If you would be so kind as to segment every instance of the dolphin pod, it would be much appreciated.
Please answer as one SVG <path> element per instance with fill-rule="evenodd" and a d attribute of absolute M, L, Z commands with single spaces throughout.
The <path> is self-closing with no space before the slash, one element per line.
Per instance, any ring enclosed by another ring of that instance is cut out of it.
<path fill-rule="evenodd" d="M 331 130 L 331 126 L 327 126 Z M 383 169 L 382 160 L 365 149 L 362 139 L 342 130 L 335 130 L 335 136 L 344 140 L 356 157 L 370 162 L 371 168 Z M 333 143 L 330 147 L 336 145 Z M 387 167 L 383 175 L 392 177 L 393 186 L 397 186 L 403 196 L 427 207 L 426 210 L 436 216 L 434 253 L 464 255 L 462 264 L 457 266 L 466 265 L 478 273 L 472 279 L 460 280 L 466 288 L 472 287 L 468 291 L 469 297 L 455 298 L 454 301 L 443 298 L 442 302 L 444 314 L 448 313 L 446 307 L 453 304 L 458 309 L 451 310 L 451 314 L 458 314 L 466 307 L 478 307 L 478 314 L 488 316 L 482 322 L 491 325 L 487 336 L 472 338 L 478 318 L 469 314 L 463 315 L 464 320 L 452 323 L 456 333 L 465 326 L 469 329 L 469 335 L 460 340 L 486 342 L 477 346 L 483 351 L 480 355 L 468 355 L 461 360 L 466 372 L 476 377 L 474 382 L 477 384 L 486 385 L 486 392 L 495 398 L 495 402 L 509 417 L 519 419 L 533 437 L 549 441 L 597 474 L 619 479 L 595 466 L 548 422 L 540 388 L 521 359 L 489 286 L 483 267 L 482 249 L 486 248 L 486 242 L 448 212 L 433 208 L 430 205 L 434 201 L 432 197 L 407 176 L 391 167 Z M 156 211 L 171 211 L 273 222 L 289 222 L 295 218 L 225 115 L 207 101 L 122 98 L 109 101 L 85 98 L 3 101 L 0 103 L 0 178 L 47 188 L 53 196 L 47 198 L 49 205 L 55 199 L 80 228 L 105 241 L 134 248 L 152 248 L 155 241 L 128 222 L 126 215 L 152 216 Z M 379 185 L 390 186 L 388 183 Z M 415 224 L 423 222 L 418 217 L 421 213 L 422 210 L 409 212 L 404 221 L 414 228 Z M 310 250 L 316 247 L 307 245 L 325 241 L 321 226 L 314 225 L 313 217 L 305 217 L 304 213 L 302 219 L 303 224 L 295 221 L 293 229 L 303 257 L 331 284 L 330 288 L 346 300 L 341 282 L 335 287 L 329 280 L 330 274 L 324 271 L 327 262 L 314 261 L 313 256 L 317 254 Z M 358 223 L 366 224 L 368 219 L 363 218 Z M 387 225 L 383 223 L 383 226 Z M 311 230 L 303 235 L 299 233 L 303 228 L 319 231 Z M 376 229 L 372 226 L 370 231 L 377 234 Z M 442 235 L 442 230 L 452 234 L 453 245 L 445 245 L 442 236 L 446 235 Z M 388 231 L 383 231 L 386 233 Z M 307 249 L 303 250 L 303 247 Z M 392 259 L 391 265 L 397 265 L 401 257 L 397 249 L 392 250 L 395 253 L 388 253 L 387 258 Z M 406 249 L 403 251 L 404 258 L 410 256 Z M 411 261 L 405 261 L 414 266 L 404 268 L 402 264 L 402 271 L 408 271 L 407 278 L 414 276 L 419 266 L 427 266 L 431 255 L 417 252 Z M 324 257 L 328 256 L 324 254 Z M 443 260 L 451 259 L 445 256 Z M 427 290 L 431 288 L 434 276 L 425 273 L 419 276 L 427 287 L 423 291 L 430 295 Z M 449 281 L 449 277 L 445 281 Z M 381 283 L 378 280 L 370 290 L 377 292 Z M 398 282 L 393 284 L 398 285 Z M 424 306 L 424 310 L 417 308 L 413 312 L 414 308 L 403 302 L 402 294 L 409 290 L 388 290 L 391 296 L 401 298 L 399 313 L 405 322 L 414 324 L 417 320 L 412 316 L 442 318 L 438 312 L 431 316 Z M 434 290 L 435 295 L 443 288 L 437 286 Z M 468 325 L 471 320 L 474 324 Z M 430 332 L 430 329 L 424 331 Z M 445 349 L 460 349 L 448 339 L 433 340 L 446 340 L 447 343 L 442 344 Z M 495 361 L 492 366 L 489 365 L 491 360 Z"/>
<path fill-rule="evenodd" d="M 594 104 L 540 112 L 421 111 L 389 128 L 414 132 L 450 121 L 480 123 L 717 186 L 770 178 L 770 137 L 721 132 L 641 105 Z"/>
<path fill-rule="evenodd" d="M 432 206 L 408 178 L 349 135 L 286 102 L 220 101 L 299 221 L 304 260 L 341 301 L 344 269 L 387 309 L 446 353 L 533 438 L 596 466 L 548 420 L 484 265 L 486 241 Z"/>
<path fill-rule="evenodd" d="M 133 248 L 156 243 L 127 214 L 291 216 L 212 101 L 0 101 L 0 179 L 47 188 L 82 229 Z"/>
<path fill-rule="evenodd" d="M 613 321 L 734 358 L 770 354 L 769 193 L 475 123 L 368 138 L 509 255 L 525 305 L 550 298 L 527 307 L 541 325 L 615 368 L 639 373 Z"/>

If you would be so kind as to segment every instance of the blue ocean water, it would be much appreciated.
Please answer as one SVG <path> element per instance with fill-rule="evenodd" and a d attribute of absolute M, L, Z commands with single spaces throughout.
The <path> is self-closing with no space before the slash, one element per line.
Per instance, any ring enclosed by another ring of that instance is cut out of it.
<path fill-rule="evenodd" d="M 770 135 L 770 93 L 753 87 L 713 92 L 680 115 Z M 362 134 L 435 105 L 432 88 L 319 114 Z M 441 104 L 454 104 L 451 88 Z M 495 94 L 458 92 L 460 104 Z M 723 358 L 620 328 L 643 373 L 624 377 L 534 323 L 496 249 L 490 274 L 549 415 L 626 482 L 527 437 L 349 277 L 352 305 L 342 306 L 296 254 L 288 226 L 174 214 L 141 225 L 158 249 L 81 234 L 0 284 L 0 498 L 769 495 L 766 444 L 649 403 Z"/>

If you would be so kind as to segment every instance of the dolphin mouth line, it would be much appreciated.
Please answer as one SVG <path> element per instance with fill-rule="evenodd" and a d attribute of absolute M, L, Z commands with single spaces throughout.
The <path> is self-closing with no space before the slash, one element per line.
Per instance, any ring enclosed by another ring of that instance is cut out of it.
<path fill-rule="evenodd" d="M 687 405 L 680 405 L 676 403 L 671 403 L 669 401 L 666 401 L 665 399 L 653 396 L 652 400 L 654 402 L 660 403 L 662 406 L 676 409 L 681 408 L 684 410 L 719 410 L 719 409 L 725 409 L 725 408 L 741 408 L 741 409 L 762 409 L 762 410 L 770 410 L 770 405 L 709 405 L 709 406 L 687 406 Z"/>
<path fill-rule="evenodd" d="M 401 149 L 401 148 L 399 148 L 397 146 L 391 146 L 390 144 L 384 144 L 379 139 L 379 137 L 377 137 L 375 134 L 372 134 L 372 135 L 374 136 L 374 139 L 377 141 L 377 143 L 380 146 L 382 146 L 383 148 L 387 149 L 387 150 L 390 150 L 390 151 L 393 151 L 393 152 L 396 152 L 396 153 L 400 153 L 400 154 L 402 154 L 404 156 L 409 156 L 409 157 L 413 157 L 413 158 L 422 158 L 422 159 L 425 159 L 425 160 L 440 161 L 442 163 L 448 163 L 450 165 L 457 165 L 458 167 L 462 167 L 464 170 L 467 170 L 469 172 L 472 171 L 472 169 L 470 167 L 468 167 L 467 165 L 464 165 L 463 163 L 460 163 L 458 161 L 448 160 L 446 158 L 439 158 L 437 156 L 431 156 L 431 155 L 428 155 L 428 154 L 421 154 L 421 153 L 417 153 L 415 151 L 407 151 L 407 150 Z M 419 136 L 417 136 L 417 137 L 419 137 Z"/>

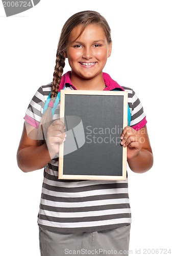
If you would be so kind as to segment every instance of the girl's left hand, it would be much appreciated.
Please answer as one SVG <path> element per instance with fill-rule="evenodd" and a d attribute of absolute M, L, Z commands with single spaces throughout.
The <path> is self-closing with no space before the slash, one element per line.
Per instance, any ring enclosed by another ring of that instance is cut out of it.
<path fill-rule="evenodd" d="M 142 149 L 142 143 L 139 133 L 130 126 L 126 126 L 120 137 L 120 144 L 127 146 L 127 159 L 131 159 L 137 156 Z"/>

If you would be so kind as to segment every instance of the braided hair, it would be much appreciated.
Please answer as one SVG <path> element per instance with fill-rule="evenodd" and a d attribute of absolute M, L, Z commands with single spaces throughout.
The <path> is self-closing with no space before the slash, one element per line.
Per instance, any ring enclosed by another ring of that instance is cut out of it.
<path fill-rule="evenodd" d="M 64 53 L 67 49 L 68 37 L 71 31 L 76 26 L 82 26 L 82 29 L 78 36 L 79 37 L 87 25 L 93 24 L 102 27 L 106 35 L 108 43 L 110 44 L 111 42 L 110 28 L 106 19 L 96 11 L 83 11 L 78 12 L 70 17 L 62 28 L 59 40 L 56 53 L 56 66 L 53 73 L 52 89 L 51 94 L 51 102 L 52 103 L 49 103 L 48 106 L 45 111 L 40 124 L 41 133 L 42 132 L 43 132 L 44 139 L 45 139 L 47 130 L 52 120 L 52 108 L 54 105 L 53 103 L 58 93 L 59 84 L 65 67 L 65 58 L 64 57 Z"/>

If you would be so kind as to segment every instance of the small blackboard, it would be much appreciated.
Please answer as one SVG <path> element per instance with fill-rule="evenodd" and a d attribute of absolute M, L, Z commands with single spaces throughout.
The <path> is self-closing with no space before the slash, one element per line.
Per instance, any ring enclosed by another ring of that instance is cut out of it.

• • •

Arrange the data from the line containing "hand, it would be much appreciated." down to the line containing "142 149 L 142" as a two-column CSV headed instruction and output. Put each instruction in the first column and its answer in the second, quote every field, and turn line breaks into spaces.

instruction,output
"If you would be so kind as to segment every instance of the girl's left hand, it would be much appreciated. Please answer as one SVG <path> element per instance with fill-rule=""evenodd"" and a d attribute of absolute M, L, Z commands with single spaces throughout. The <path> is self-closing with no space before the slash, one element per line. Per instance, any ring enclosed by another ring of that instance is cut out of it.","<path fill-rule=""evenodd"" d=""M 142 149 L 142 143 L 139 133 L 130 126 L 126 126 L 120 137 L 120 144 L 127 146 L 127 159 L 131 159 L 137 156 Z""/>"